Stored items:
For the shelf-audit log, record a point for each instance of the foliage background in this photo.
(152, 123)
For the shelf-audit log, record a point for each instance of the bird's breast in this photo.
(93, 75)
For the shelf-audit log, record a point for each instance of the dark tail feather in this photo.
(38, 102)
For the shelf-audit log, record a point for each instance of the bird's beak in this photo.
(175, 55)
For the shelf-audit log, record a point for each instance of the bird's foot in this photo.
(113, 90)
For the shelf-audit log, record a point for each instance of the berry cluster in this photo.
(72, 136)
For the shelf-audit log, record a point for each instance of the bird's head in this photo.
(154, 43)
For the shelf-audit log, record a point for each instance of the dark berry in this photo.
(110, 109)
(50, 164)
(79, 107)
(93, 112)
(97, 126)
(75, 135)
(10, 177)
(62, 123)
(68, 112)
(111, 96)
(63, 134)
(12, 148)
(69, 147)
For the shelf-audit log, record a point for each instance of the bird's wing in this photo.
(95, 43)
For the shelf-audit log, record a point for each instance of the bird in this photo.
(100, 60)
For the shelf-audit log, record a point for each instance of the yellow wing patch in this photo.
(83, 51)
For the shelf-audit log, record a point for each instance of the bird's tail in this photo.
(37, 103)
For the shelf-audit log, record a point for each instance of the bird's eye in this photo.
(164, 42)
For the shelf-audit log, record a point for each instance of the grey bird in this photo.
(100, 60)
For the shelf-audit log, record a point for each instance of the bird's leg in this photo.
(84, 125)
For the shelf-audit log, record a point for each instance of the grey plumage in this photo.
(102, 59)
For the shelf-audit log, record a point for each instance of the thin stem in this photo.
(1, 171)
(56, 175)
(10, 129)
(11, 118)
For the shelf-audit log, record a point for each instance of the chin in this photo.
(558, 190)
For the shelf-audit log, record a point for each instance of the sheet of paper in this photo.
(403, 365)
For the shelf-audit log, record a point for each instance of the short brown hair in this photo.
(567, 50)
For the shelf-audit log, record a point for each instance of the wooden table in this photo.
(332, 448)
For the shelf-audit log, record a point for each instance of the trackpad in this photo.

| Problem requirements |
Reproduce verbatim the lines from the one containing "paper in this photo." through the last line above, inclusive.

| Full output |
For the shelf-audit log, record a point for each instance of the sheet of paper in this photo.
(403, 365)
For the shelf-audit log, record a point for each instance of the short brown hair in this photo.
(567, 50)
For the shelf-audit log, record a point for each instance of the wooden table in this photo.
(332, 448)
For the shelf-audit log, record a point for each instance of the trackpad in this photo.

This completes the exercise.